Exercise: Lines containing the word "finger" are to be copied from the data below.
-.-.-
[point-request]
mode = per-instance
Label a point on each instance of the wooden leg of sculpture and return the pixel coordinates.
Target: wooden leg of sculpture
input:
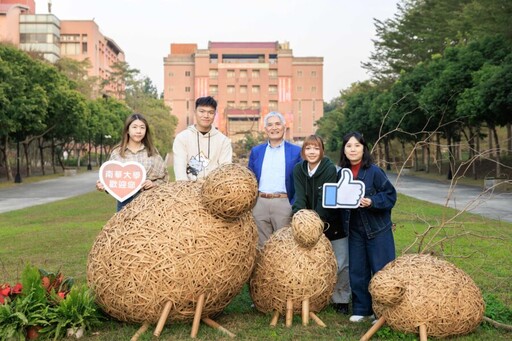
(217, 326)
(197, 316)
(423, 332)
(289, 312)
(163, 318)
(376, 326)
(305, 312)
(141, 331)
(317, 319)
(275, 318)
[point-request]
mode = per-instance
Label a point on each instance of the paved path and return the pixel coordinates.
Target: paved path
(492, 205)
(469, 198)
(42, 192)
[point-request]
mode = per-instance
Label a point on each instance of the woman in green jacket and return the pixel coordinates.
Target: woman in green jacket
(309, 176)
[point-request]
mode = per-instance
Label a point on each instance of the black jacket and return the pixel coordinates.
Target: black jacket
(308, 194)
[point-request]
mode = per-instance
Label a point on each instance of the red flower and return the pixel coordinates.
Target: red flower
(5, 289)
(16, 289)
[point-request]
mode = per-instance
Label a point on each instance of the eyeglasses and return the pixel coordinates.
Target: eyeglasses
(203, 112)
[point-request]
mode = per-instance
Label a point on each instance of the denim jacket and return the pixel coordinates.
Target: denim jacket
(379, 189)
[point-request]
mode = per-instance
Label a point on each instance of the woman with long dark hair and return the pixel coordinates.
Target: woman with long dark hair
(137, 145)
(370, 237)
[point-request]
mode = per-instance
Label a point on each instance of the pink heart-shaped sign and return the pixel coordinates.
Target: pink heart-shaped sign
(122, 180)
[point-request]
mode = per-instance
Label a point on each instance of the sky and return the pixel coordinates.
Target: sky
(340, 31)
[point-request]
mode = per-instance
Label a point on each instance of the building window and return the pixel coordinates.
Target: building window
(214, 73)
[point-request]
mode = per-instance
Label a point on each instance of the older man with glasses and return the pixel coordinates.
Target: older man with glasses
(272, 163)
(201, 148)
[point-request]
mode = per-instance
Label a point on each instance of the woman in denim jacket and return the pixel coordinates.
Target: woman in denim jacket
(371, 243)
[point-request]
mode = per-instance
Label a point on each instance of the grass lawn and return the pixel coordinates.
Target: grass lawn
(58, 236)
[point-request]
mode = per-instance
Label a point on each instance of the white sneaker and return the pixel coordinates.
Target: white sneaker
(361, 318)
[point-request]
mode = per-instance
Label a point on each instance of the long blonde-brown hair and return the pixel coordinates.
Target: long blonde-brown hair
(147, 140)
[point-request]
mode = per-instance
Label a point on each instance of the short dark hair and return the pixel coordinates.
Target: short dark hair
(367, 160)
(313, 140)
(207, 101)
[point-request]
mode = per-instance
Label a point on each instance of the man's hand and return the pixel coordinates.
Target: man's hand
(347, 193)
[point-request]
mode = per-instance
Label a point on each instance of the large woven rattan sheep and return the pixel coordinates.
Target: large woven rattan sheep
(180, 252)
(295, 271)
(426, 295)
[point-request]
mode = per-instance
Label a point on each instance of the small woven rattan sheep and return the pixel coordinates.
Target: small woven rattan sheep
(295, 271)
(180, 251)
(421, 291)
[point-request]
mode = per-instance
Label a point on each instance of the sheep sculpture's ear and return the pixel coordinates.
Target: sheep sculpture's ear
(307, 228)
(229, 191)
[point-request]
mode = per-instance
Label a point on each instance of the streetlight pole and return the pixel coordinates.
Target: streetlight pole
(89, 166)
(101, 149)
(17, 178)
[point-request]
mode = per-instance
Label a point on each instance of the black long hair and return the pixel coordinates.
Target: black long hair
(147, 140)
(367, 160)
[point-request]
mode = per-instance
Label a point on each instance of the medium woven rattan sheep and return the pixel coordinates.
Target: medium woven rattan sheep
(295, 271)
(181, 251)
(421, 291)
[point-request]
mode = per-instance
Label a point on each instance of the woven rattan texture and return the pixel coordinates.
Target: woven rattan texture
(422, 289)
(284, 270)
(233, 192)
(165, 246)
(307, 228)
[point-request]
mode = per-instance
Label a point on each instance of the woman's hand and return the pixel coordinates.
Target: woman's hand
(99, 186)
(365, 202)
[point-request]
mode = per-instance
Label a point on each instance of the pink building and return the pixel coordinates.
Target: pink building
(54, 38)
(248, 80)
(81, 39)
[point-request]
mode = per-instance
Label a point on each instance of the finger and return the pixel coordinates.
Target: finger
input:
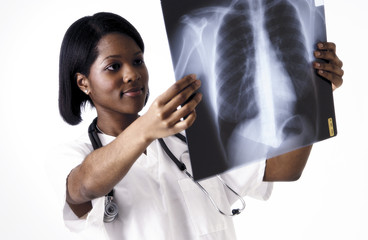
(327, 51)
(329, 46)
(183, 96)
(176, 88)
(335, 79)
(184, 111)
(329, 67)
(186, 123)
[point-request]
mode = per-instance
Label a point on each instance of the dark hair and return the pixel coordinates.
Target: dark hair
(77, 54)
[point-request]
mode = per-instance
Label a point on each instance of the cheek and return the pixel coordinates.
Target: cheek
(105, 84)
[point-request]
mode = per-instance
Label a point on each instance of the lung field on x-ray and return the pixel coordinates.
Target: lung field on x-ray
(235, 69)
(284, 30)
(255, 37)
(259, 90)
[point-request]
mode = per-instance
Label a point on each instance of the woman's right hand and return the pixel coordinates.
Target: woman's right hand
(167, 115)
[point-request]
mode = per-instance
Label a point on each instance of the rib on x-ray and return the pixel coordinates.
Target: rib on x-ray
(254, 59)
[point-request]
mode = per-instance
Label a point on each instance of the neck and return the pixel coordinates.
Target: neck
(114, 125)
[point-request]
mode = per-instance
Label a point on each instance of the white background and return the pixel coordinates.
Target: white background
(330, 201)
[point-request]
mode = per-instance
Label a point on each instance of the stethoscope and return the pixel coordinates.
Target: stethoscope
(111, 208)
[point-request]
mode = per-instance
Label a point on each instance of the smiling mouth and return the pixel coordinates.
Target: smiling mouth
(134, 92)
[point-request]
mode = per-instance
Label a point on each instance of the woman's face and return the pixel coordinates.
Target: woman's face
(118, 79)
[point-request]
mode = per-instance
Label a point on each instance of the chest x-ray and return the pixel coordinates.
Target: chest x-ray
(262, 97)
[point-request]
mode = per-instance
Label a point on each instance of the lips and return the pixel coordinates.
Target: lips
(132, 92)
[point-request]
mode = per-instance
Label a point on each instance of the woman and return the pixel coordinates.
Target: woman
(102, 62)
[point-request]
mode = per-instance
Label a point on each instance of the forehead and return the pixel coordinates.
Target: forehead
(116, 43)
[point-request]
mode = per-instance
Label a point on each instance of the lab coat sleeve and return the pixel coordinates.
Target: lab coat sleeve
(66, 158)
(248, 181)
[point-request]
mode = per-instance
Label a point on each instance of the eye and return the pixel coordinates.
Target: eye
(138, 62)
(113, 67)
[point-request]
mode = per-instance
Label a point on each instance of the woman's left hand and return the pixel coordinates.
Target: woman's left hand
(331, 68)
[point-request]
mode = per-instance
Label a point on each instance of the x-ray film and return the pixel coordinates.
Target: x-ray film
(261, 96)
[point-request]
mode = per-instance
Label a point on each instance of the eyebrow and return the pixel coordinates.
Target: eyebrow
(119, 56)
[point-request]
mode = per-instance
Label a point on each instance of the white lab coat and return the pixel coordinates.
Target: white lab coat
(156, 200)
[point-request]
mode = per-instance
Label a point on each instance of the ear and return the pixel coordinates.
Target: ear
(82, 82)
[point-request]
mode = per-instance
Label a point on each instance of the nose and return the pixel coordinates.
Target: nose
(130, 74)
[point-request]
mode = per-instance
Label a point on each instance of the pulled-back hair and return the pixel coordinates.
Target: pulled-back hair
(77, 54)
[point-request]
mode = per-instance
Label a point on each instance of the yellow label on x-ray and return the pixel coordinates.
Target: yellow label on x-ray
(330, 127)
-.-.-
Your response:
Label a point on each instance of the finger and return the pixel coordinates.
Target: finger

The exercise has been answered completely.